* **Directions**
Return all of the following entries as written, but without the images.

(Beginning of Provided material)

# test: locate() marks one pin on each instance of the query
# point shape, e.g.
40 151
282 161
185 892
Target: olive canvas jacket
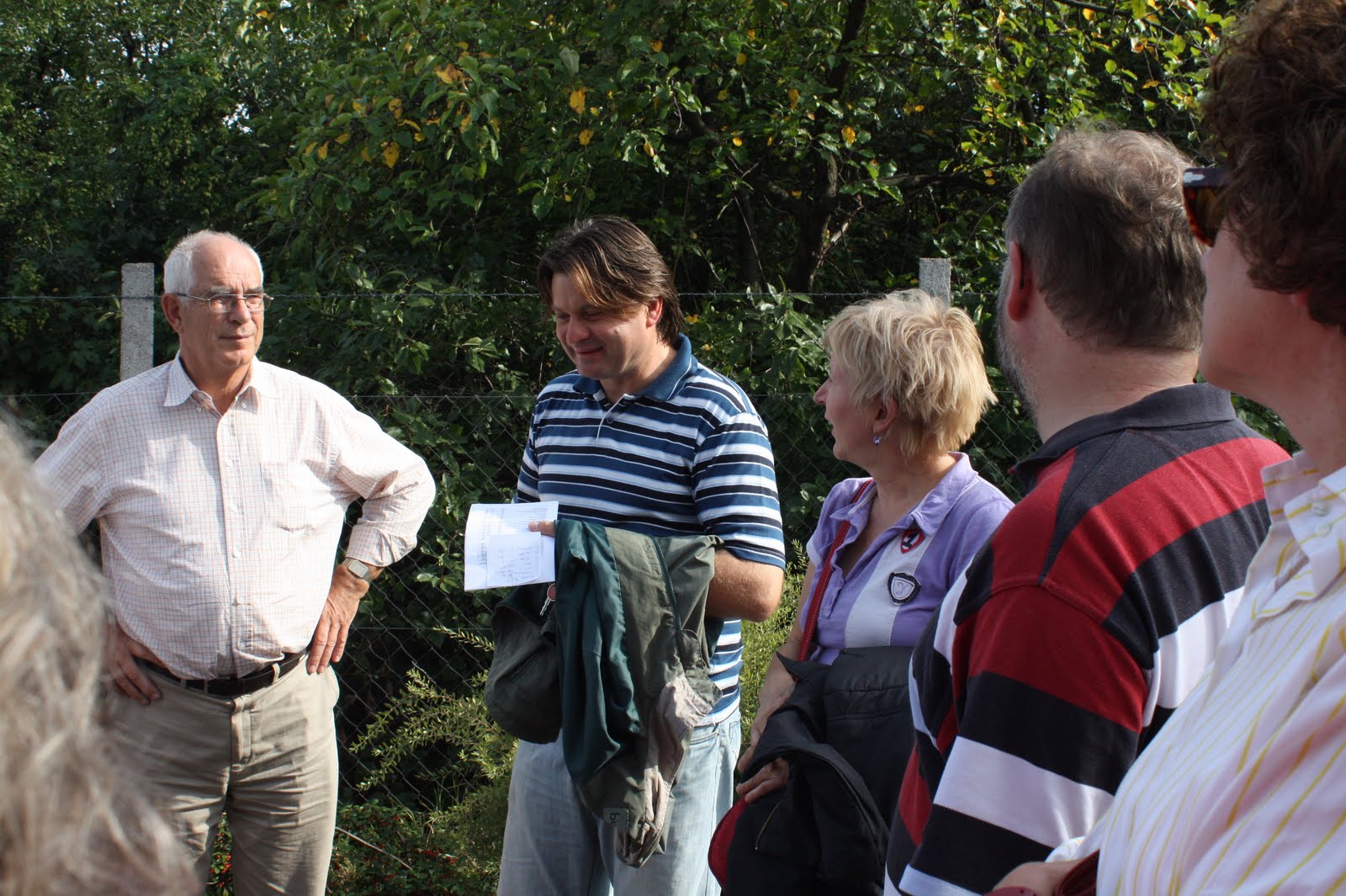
625 653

(End of Provided material)

* **Task response**
# test: locate() marks one pin on each instance of the query
# point shape, e.g.
40 151
282 161
185 892
Target: olive canvas jacket
625 653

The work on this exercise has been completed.